Each of the deeds was in similar form with some variations. The grantor under each deed was Badgehurst, which then owned the cemetery. In each case the right granted was described as “the right of burying” a specified number of bodies in various defined parts of the cemetery. A premium was paid for each grant. The right was to endure for 999 years; and apart from the premium only an annual peppercorn was payable. In most (but not all) of the deeds the areas concerned were described as “plots” within a portion of the cemetery shown on a plan. A typical deed also contained the following relevant provisions (that of 7 September 1987 being an example):
“THIS DEED dated as above made between:-
(1) BADGEHURST LIMITED of Fen Lane Orsett Essex (hereinafter called “the Grantors”) and
(2) [Certain individuals] the present Trustees of TOTTENHAM PARK ISLAMIC CEMETERY (hereinafter called “the Grantees”)
Clauses 1 and 2 contained the grant of the right “of burying” a stated number of bodies.
“3. The Grantees for themselves and successors in title hereby covenant with the Grantor [ sic ] and its successor in title as follows:-
(1) At all times to comply with and observe the rules and regulations for the time being of [the Cemetery]
(2) That only members of [the Association] shall be buried in the plots within either of the said areas of land
(3) To keep both areas of land in a clean and neat condition at all times provided that if the Grantor is not satisfied that this condition has been complied with within a period of six months from the date hereof then the Grantor shall have the right to enter upon the land and carry out and necessary works thereto at the cost of the Grantees
(4) To supply the Grantor or his successors in title names and addresses of the Deceased persons to be buried in both areas of land and carry out any necessary works thereto at the cost of the Grantees…
…
5. IT IS HEREBY AGREED AND DECLARED THAT the Grantor shall have the exclusive right to dig graves in the said plots of land at the following costs:-
(1) During the period of Two years from the date hereof at the rate of £20-00 per grave dug from Mondays to Fridays (inclusive) of each week and at a cost of £50- 00 per grave dug on Saturday or Sunday of each week
(2) After a period of Two years from the date hereof at the rates of the Grantor from time to time
PROVIDED ALWAYS that if the Grantor shall fail to dig graves within a reasonable period of request by the Grantees so as to allow burial in accordance with the religion of the Grantees then the Grantees shall have the rights to dig the graves themselves. … ”
Following Mr Demetriou’s acquisition of the cemetery, a disagreement arose between him and the current trustees of the Association (“the Trustees”). One of the issues was whether he had succeeded to the exclusive right to dig graves that had been accorded to Badgehurst under the deeds. If he had not succeeded to the right under the deeds, there was also a disagreement about whether he could make regulations affecting the cemetery which would confer that right on him through the mechanism of clause 3 (1) of the deeds.

> _Listing_:
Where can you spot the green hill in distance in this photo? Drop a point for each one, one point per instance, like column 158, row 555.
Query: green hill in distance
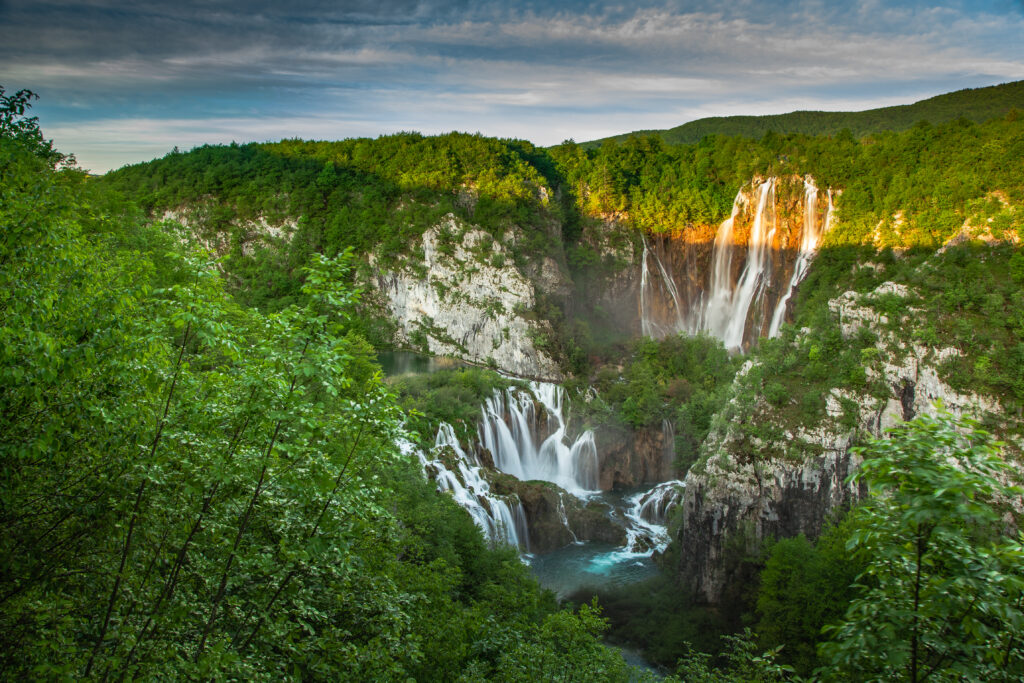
column 975, row 103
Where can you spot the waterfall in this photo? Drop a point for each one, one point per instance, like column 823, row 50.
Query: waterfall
column 648, row 327
column 725, row 311
column 757, row 271
column 713, row 314
column 511, row 430
column 648, row 515
column 501, row 518
column 808, row 246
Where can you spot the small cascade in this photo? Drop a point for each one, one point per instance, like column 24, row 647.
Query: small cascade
column 669, row 441
column 510, row 429
column 653, row 506
column 648, row 515
column 501, row 518
column 648, row 326
column 808, row 246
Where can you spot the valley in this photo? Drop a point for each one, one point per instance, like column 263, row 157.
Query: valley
column 418, row 407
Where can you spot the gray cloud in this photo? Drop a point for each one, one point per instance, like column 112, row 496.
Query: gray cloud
column 233, row 70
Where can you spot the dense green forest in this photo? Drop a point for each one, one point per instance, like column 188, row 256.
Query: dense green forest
column 193, row 488
column 973, row 103
column 205, row 474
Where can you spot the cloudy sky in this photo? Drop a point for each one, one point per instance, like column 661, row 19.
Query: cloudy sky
column 125, row 81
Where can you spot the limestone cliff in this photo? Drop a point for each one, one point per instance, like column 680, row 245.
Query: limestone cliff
column 749, row 488
column 465, row 297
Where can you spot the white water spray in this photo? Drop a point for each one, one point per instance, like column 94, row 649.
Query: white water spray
column 808, row 246
column 511, row 430
column 648, row 327
column 502, row 518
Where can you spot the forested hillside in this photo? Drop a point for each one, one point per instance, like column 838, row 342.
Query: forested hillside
column 207, row 475
column 193, row 488
column 976, row 104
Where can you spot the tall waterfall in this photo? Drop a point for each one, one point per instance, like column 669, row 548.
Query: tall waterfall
column 808, row 246
column 739, row 300
column 500, row 517
column 523, row 449
column 727, row 305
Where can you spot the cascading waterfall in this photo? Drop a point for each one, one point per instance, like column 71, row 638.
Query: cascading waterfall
column 733, row 308
column 647, row 325
column 501, row 518
column 712, row 313
column 519, row 449
column 648, row 515
column 808, row 246
column 757, row 270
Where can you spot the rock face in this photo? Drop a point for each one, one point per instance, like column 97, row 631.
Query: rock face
column 557, row 518
column 747, row 489
column 466, row 298
column 730, row 509
column 632, row 458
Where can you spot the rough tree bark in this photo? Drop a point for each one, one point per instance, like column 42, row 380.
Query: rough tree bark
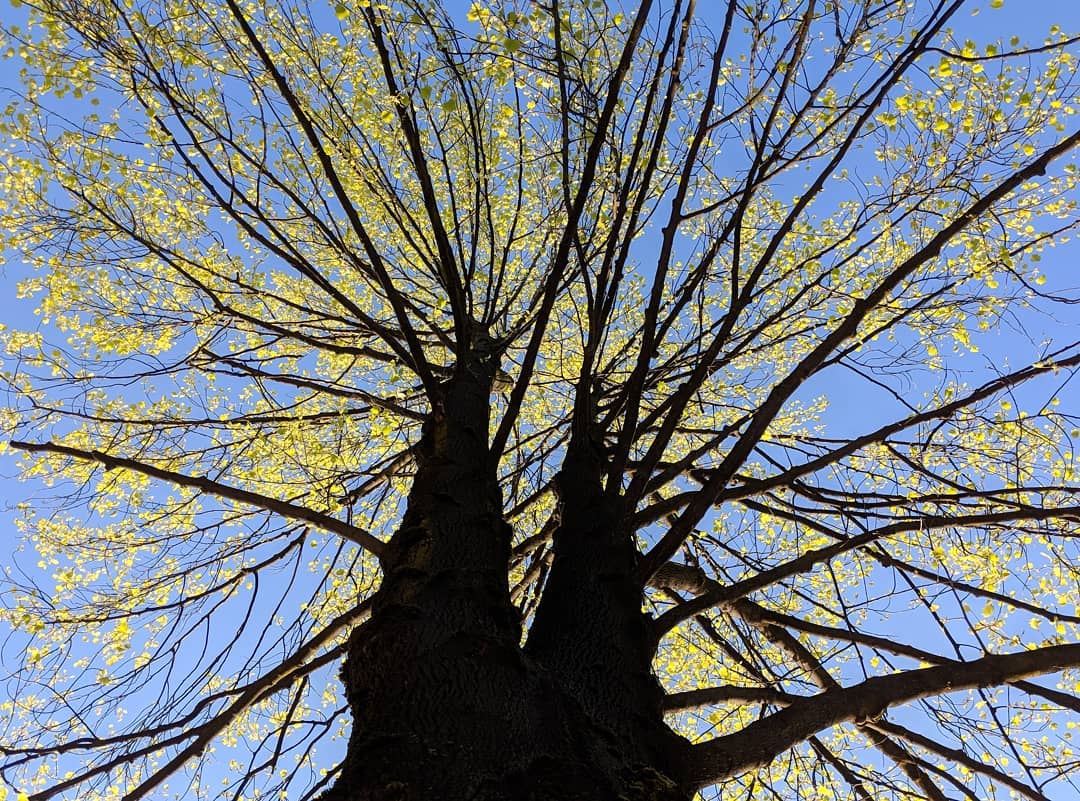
column 447, row 703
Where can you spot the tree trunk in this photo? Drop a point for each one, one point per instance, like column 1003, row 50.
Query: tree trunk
column 447, row 705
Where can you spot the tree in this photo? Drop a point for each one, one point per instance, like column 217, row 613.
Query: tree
column 486, row 358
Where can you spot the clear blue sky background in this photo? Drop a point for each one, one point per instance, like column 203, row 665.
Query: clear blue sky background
column 850, row 411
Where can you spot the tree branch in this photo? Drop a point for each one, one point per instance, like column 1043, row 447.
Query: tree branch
column 291, row 511
column 760, row 742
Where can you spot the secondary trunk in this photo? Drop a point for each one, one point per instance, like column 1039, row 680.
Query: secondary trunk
column 446, row 703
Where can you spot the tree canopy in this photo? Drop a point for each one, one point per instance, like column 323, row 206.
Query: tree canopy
column 777, row 280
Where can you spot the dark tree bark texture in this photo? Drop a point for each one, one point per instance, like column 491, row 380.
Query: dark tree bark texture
column 447, row 702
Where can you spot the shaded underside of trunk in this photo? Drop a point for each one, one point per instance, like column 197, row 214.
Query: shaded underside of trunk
column 446, row 702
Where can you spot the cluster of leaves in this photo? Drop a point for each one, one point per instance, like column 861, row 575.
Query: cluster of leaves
column 255, row 235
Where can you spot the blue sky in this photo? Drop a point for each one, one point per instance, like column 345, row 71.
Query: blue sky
column 849, row 411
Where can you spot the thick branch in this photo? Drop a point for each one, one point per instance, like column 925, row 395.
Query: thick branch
column 291, row 511
column 760, row 742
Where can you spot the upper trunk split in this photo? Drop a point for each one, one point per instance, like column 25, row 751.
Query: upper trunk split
column 446, row 703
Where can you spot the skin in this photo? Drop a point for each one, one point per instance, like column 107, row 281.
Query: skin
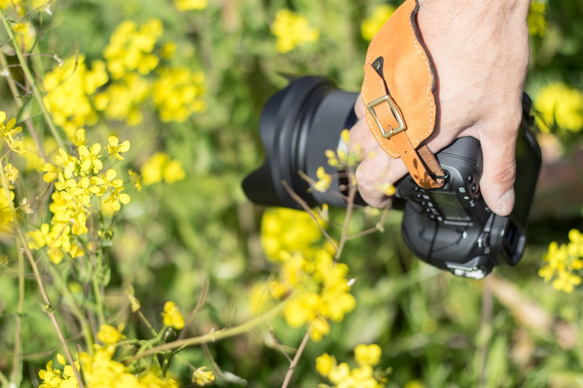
column 480, row 50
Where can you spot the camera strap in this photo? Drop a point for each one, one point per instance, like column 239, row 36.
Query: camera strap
column 399, row 92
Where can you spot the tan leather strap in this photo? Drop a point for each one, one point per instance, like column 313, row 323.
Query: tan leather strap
column 400, row 96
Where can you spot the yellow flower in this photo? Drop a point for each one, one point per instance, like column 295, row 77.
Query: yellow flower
column 367, row 354
column 115, row 149
column 325, row 363
column 101, row 370
column 109, row 335
column 292, row 30
column 286, row 230
column 68, row 90
column 379, row 15
column 25, row 34
column 159, row 167
column 537, row 24
column 320, row 291
column 318, row 329
column 189, row 5
column 563, row 261
column 178, row 93
column 202, row 377
column 324, row 180
column 172, row 316
column 136, row 179
column 53, row 377
column 561, row 106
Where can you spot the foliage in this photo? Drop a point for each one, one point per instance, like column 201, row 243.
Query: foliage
column 129, row 255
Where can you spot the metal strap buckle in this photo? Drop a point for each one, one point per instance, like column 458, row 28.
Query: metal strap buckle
column 392, row 131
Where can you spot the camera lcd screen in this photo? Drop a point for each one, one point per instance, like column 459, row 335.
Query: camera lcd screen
column 450, row 206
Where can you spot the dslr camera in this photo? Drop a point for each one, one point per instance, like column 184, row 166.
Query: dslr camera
column 450, row 228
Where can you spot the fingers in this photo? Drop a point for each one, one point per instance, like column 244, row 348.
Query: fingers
column 374, row 173
column 497, row 183
column 376, row 169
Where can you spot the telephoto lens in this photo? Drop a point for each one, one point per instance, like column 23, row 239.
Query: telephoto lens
column 298, row 124
column 450, row 227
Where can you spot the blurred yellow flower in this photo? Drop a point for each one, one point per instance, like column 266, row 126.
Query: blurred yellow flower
column 100, row 370
column 562, row 262
column 172, row 317
column 114, row 148
column 560, row 105
column 25, row 34
column 325, row 363
column 292, row 30
column 537, row 23
column 379, row 15
column 190, row 5
column 367, row 354
column 287, row 230
column 320, row 291
column 324, row 180
column 202, row 377
column 160, row 167
column 109, row 335
column 68, row 89
column 178, row 93
column 52, row 377
column 341, row 375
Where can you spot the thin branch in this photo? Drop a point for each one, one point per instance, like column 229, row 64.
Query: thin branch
column 48, row 306
column 296, row 359
column 213, row 336
column 305, row 206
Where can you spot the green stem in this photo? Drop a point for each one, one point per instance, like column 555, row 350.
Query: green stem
column 97, row 275
column 347, row 218
column 4, row 380
column 17, row 363
column 48, row 306
column 85, row 327
column 31, row 80
column 296, row 359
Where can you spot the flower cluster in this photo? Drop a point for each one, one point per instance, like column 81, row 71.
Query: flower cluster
column 101, row 370
column 78, row 178
column 122, row 83
column 53, row 377
column 69, row 88
column 131, row 48
column 8, row 132
column 562, row 261
column 287, row 230
column 161, row 168
column 379, row 15
column 342, row 376
column 178, row 93
column 172, row 317
column 560, row 106
column 292, row 30
column 537, row 23
column 319, row 288
column 190, row 5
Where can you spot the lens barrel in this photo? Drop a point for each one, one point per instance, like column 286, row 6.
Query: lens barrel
column 297, row 125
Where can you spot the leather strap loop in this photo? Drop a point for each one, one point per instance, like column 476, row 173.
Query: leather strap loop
column 399, row 93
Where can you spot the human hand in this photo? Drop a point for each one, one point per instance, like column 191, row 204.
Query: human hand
column 480, row 52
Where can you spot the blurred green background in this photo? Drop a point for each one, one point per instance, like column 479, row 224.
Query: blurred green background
column 200, row 235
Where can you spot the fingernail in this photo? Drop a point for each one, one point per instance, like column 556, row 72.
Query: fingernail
column 506, row 203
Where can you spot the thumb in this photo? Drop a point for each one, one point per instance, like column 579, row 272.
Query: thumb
column 497, row 182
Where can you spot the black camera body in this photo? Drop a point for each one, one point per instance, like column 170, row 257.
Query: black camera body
column 450, row 228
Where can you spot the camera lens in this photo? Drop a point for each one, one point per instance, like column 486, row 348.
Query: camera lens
column 298, row 124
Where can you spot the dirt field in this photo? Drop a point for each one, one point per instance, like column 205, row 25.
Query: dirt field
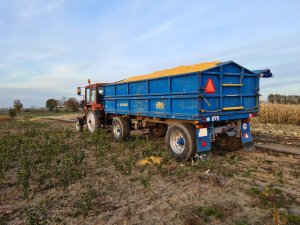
column 52, row 175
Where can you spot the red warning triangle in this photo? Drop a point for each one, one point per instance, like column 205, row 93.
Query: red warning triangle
column 210, row 87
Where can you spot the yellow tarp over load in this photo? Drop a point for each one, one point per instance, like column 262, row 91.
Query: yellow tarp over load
column 174, row 71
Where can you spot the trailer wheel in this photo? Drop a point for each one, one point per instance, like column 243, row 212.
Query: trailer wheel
column 181, row 141
column 92, row 121
column 79, row 124
column 227, row 143
column 159, row 131
column 120, row 128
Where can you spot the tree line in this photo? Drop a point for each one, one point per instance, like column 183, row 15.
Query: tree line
column 70, row 104
column 64, row 104
column 284, row 99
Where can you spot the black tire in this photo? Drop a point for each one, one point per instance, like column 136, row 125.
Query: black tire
column 227, row 143
column 175, row 134
column 159, row 131
column 92, row 121
column 120, row 129
column 79, row 124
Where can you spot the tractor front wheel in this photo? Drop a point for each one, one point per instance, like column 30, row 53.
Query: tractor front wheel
column 181, row 141
column 120, row 129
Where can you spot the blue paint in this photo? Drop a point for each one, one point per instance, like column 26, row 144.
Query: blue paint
column 183, row 96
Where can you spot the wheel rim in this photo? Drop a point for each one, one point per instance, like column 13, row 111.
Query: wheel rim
column 117, row 130
column 177, row 142
column 91, row 122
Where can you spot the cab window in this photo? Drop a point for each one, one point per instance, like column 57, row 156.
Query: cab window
column 88, row 95
column 93, row 92
column 100, row 95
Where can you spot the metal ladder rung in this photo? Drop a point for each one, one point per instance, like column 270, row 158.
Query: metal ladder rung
column 233, row 108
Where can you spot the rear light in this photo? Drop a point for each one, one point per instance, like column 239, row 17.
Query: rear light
column 246, row 120
column 202, row 125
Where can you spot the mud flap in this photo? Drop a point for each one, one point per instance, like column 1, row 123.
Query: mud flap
column 248, row 146
column 247, row 139
column 203, row 140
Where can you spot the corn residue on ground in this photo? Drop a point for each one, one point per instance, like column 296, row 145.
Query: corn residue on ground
column 149, row 160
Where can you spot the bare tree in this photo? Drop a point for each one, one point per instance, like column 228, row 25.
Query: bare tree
column 18, row 105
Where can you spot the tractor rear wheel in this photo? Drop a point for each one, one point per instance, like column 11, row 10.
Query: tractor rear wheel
column 227, row 143
column 181, row 141
column 92, row 121
column 120, row 129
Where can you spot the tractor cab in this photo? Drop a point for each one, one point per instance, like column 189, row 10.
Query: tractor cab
column 93, row 96
column 93, row 106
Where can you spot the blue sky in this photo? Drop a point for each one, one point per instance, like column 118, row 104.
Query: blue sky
column 49, row 47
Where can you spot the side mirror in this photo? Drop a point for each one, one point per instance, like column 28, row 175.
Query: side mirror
column 78, row 90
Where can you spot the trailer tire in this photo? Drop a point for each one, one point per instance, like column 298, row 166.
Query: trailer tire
column 181, row 141
column 159, row 131
column 227, row 143
column 120, row 129
column 79, row 124
column 92, row 121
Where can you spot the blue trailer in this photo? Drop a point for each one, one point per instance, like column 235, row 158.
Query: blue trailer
column 195, row 110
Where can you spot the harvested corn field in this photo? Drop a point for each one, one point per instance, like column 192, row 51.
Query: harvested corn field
column 53, row 175
column 279, row 114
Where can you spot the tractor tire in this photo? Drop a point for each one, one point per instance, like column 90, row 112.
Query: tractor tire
column 159, row 131
column 92, row 121
column 79, row 124
column 227, row 143
column 120, row 129
column 181, row 141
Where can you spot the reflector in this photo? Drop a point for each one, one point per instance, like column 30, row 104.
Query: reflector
column 210, row 87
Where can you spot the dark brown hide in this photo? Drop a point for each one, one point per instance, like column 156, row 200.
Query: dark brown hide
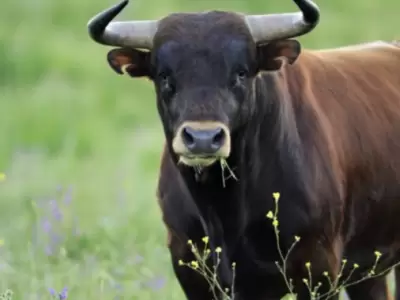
column 336, row 146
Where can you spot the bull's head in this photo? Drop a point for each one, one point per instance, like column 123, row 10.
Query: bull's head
column 203, row 66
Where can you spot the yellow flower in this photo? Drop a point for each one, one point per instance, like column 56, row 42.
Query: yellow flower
column 270, row 215
column 276, row 196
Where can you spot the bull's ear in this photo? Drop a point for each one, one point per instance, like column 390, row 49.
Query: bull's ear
column 134, row 62
column 270, row 55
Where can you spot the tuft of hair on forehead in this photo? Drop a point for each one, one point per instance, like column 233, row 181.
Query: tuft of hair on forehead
column 201, row 27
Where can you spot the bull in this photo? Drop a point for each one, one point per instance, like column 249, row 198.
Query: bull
column 321, row 127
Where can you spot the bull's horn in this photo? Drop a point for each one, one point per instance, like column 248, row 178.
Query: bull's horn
column 270, row 27
column 135, row 34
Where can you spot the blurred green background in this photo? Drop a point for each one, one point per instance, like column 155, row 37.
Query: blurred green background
column 80, row 146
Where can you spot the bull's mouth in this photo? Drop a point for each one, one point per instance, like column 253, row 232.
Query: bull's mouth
column 198, row 161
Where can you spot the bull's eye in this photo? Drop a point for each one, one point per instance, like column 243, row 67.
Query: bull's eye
column 239, row 77
column 241, row 74
column 166, row 84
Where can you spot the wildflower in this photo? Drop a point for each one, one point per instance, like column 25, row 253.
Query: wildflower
column 62, row 295
column 194, row 264
column 276, row 196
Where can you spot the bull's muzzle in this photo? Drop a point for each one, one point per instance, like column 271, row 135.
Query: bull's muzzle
column 201, row 143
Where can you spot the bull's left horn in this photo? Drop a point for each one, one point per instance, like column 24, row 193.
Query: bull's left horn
column 270, row 27
column 135, row 34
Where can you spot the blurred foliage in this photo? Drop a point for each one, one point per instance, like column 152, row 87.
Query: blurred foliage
column 67, row 120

> _Exercise objective_: Rewrite everything in the cemetery deeds passage from "Following Mr Demetriou’s" down to "of the deeds.", changing each "disagreement" to "dispute".

> _Output of the exercise_:
Following Mr Demetriou’s acquisition of the cemetery, a dispute arose between him and the current trustees of the Association (“the Trustees”). One of the issues was whether he had succeeded to the exclusive right to dig graves that had been accorded to Badgehurst under the deeds. If he had not succeeded to the right under the deeds, there was also a dispute about whether he could make regulations affecting the cemetery which would confer that right on him through the mechanism of clause 3 (1) of the deeds.